Record excerpts:
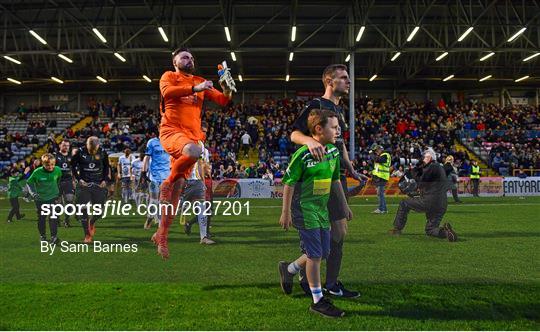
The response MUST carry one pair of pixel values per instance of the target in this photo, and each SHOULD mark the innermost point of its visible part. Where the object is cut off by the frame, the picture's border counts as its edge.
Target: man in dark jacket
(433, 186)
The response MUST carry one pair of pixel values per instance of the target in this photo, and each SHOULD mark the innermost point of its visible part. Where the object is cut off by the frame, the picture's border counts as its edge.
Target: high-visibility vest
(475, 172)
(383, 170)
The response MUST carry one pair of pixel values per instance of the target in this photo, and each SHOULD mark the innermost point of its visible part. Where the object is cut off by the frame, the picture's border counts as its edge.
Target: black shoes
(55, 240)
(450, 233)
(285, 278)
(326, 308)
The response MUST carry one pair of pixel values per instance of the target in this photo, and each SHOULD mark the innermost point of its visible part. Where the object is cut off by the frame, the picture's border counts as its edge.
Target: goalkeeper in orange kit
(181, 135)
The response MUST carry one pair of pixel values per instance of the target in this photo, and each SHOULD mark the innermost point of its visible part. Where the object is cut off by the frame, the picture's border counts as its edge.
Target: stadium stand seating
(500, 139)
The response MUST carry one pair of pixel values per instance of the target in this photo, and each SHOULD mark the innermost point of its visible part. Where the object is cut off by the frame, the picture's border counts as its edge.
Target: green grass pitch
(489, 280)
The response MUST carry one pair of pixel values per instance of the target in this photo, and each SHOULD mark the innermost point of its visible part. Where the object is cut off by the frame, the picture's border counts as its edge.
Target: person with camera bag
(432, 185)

Work instructions: The records above should be retyped in full and exactly; omit the pictures.

Answer for the task:
The response MUST carry one pair of pixel values per instance of the target in this photo, and each SHOULD mark the innermost point of its visible part. Where the object is cut off by the frame, the picture's border counts as its edge.
Target: man in dark jacket
(433, 186)
The response MUST carry one pair of pixel values per instance of the target in this photo, and each SHOULD mark the innermost point of its visible part. Where the object is cut off by the frame, the picture's border counts as its edge.
Target: high-visibility vest
(475, 172)
(383, 170)
The response MUST carry one pair of pixel values per instance of the target in this photo, and each SHOULD mark the innermost point of its visible part. Where the object is cut off by the frame, the picture's border counts as its edge.
Target: black shoes
(55, 240)
(450, 233)
(285, 278)
(326, 308)
The response MUST carry one pair of pixel values per instance of the target in this photo, and each SHOULD mark the innermost point of its visible part. Where the object is cut off by the frame, the picture's border counts as its edge.
Target: goalkeeper in orange kit
(181, 135)
The response MUST carry one pair of pixel values per instance of the target in this photo, and each SHOULD mark the innermost point of its visible part. Where the object is cut off by the frame, the picture's border counts as its edge.
Target: stadium stand seating
(500, 139)
The response MUST carry one pair of pixel values per instance of the target in this photo, and each SHOULD mark the innermost point of its visible part. Where the object is cut off by the frame, the picture's border counts as its edge.
Target: green grass pitch
(489, 280)
The response MUST carry one pair of pixel values per instance of the target in this photo, and each SHOULD mark the innermost point of its visible part. Where the object is cut off by the frame, the picture's border counts as its edge.
Target: person with camera bag
(432, 185)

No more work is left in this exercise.